▸ **What you have to do**: The expected output is the line bearing "green background in the picture above?" followed by all remaining lines of the records, each restated word for word.

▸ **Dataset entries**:
=====
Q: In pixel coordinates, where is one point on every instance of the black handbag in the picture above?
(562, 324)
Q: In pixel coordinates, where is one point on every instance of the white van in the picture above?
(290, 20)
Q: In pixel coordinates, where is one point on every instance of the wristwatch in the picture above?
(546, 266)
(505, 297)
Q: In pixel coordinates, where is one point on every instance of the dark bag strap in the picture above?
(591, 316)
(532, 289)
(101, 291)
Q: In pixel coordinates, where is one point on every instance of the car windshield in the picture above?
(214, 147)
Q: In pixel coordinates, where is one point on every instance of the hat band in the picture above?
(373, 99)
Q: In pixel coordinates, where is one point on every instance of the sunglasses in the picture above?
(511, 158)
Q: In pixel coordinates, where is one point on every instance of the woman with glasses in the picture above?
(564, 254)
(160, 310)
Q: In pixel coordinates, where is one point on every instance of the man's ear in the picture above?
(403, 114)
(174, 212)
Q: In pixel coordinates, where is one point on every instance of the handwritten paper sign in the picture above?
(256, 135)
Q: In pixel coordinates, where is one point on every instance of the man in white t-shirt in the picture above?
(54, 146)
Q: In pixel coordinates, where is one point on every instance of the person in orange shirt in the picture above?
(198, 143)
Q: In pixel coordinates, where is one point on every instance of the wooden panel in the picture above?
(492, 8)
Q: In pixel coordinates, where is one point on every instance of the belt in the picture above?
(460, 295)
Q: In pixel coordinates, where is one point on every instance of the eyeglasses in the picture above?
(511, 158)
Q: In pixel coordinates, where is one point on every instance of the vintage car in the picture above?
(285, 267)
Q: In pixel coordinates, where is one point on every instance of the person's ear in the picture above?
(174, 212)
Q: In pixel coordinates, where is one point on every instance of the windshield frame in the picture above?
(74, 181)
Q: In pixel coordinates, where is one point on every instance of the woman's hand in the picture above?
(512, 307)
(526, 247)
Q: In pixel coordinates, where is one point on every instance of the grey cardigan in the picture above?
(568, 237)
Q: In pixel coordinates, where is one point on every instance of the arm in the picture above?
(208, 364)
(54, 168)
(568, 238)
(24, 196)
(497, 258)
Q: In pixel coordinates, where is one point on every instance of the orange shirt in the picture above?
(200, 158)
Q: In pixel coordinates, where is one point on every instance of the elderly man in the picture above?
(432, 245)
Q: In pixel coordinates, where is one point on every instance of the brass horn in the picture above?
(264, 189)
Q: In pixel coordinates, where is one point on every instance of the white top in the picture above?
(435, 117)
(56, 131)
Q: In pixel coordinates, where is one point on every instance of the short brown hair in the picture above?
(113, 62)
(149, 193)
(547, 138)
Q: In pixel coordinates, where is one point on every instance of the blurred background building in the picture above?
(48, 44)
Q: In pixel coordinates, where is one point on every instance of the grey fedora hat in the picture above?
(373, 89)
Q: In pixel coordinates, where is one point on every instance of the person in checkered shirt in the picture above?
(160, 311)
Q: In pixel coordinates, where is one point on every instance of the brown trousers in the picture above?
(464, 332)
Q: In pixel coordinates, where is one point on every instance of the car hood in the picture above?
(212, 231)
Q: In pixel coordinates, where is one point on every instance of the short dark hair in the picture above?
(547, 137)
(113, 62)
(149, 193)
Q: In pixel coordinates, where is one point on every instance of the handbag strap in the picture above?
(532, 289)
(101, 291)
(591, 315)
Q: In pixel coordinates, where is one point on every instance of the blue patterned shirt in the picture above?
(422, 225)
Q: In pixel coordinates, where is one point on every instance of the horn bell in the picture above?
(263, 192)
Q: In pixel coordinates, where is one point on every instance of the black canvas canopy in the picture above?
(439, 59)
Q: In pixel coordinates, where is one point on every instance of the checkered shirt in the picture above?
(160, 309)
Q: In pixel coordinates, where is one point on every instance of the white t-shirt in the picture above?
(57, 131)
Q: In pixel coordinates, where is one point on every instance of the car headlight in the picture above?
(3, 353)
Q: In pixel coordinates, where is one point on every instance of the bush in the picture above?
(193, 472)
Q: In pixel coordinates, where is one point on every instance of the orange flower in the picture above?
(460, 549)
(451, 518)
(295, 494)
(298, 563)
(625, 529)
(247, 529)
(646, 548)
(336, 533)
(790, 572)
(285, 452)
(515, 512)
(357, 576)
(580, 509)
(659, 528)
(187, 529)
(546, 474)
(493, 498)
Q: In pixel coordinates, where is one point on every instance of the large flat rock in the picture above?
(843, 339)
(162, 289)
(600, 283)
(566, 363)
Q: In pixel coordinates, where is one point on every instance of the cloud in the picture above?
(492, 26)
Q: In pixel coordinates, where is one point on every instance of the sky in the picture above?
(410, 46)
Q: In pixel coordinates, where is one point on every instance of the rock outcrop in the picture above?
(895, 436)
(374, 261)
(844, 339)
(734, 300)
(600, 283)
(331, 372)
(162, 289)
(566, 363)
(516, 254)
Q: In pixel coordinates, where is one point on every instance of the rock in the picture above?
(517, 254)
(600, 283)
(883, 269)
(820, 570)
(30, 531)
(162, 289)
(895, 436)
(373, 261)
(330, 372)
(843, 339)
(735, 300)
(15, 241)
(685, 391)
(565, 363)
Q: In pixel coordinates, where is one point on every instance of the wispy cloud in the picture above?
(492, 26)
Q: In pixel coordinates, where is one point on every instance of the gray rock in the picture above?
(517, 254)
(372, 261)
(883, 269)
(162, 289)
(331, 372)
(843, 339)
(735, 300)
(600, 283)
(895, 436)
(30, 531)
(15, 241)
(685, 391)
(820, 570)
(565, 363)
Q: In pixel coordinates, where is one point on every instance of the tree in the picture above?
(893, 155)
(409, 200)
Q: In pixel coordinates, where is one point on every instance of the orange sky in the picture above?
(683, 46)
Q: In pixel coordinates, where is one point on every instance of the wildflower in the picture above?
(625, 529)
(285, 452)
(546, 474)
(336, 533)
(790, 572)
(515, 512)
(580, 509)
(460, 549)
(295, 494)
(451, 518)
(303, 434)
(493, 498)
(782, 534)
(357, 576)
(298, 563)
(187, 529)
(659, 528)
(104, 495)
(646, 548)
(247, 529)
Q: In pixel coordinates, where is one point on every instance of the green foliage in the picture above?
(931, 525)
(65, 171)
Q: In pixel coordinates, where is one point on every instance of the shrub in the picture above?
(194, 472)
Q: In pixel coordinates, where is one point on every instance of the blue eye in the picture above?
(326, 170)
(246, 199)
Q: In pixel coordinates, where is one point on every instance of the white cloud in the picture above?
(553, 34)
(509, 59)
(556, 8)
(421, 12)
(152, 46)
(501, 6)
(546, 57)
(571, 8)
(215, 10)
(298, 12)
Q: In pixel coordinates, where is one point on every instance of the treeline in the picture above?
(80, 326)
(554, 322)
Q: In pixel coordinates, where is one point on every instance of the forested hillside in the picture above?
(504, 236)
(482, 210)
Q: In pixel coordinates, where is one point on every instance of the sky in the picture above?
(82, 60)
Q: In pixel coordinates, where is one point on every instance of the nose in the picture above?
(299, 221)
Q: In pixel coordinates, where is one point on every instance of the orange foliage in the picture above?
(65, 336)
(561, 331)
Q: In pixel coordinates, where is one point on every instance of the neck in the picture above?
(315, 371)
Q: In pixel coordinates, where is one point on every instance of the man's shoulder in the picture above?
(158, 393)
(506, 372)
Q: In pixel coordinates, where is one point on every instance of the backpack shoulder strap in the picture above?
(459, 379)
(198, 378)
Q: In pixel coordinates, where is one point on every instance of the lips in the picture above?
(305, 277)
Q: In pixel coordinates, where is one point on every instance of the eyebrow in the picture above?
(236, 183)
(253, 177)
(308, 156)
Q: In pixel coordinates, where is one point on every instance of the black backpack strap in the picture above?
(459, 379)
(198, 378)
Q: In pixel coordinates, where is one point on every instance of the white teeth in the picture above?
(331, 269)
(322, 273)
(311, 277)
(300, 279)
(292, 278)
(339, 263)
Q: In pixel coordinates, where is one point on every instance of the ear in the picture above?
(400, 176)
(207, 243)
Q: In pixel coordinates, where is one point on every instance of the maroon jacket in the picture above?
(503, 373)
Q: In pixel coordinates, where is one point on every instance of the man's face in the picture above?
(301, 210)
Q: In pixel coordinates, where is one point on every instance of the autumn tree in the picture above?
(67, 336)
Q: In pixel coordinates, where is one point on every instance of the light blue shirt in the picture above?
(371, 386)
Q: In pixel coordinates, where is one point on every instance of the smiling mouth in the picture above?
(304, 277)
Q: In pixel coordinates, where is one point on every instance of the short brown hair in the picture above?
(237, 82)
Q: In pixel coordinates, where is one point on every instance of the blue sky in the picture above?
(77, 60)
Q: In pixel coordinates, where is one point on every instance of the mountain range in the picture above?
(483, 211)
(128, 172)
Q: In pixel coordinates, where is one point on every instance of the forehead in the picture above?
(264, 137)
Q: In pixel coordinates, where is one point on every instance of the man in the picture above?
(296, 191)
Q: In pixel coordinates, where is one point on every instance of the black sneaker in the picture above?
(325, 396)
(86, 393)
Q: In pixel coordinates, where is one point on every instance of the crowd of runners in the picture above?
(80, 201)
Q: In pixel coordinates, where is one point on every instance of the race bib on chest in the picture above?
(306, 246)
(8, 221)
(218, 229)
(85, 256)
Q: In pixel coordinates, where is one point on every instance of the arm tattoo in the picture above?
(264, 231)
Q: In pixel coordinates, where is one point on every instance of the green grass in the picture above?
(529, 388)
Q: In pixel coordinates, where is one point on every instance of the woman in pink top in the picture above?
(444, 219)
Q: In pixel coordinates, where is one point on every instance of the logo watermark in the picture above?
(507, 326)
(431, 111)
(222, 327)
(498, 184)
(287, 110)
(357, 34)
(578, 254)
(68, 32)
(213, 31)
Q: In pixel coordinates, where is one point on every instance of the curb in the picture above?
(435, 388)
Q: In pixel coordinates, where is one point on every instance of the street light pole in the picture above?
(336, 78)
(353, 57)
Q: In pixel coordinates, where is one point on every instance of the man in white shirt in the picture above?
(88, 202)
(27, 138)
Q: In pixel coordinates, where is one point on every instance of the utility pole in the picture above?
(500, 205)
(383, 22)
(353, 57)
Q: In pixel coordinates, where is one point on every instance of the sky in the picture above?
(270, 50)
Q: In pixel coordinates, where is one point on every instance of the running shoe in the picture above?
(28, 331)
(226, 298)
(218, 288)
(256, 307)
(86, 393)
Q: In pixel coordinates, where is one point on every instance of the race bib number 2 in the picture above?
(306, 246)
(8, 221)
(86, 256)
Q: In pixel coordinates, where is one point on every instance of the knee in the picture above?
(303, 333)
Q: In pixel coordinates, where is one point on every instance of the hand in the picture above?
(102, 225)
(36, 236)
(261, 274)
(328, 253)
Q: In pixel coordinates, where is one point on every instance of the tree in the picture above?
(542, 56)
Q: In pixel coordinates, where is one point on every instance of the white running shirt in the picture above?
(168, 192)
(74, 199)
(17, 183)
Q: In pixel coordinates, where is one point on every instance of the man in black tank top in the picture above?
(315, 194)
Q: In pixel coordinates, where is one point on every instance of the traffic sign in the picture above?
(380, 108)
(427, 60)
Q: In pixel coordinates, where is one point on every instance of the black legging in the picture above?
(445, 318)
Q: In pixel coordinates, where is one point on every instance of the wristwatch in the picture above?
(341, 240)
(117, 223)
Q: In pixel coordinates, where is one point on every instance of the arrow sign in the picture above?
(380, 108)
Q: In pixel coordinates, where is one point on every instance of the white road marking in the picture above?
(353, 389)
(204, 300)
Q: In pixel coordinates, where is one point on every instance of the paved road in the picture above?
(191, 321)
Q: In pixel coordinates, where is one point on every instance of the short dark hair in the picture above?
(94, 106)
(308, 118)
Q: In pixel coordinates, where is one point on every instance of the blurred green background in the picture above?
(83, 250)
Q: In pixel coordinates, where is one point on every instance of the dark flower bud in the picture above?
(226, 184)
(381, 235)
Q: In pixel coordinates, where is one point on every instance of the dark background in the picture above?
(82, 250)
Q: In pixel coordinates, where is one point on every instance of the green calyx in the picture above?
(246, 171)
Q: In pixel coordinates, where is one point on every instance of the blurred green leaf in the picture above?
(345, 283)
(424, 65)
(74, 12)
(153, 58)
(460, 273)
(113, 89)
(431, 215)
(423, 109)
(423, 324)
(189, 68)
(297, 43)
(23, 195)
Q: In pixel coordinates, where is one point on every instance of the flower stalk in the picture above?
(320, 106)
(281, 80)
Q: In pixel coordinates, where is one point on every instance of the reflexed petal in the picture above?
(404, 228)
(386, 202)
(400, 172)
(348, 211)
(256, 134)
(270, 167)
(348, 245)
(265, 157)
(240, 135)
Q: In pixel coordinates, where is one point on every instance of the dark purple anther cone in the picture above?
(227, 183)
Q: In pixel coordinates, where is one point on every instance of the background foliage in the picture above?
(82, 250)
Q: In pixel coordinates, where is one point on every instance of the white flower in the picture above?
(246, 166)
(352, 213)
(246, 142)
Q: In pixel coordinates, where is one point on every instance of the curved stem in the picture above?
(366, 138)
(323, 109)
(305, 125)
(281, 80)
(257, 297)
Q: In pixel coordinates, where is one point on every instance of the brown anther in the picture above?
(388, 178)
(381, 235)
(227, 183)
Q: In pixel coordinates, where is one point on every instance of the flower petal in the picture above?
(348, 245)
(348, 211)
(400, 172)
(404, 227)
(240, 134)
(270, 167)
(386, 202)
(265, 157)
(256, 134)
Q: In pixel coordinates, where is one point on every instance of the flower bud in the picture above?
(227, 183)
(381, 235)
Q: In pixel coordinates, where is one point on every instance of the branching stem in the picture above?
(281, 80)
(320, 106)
=====
▸ **Expected output**:
Q: In pixel coordinates, where is one point on every instance of the blurred green background in the picture above?
(83, 250)
Q: In pixel coordinates, where is one point on every instance of the dark flower bud in the picture above?
(226, 184)
(381, 235)
Q: In pixel coordinates, where is one point on every instance of the dark background in the picture above?
(82, 250)
Q: In pixel coordinates, where is one point on every instance of the green calyx in the picture above?
(246, 171)
Q: In pixel coordinates, where is one point on every instance of the blurred green leaf in the picture above?
(345, 283)
(424, 65)
(74, 12)
(153, 58)
(460, 273)
(113, 89)
(431, 215)
(423, 109)
(423, 324)
(189, 68)
(297, 43)
(23, 195)
Q: In pixel coordinates, where is one point on every instance of the flower stalk in the picture above?
(320, 106)
(281, 80)
Q: In pixel coordinates, where is one point on every instance of the reflexed petal in the picture above?
(404, 228)
(386, 202)
(400, 172)
(348, 211)
(256, 134)
(270, 167)
(348, 245)
(265, 157)
(240, 135)
Q: In pixel coordinates, where is one point on every instance of the dark purple anther cone in the picture above?
(227, 183)
Q: In pixel coordinates, where is one point on every instance of the background foliage in the picture above?
(82, 250)
Q: In pixel coordinates, where is one point on every instance of the white flower in the picture above?
(246, 166)
(352, 213)
(246, 142)
Q: In pixel coordinates, where is one point on every instance of the curved stem in the picture above?
(366, 138)
(323, 109)
(305, 125)
(281, 80)
(257, 297)
Q: In pixel coordinates, where is one point on every instance of the brown anther in the picture above?
(388, 178)
(381, 235)
(227, 183)
Q: In pixel coordinates, where is one point on every instance of the flower petal in the picture above?
(348, 245)
(348, 211)
(400, 172)
(404, 227)
(240, 134)
(270, 167)
(386, 202)
(265, 157)
(256, 134)
Q: In pixel coordinates, where is one point on every instance of the flower bud in the picture above?
(227, 183)
(381, 235)
Q: In pixel coordinates, where is one point on every instance of the branching stem in the picture above?
(281, 80)
(320, 106)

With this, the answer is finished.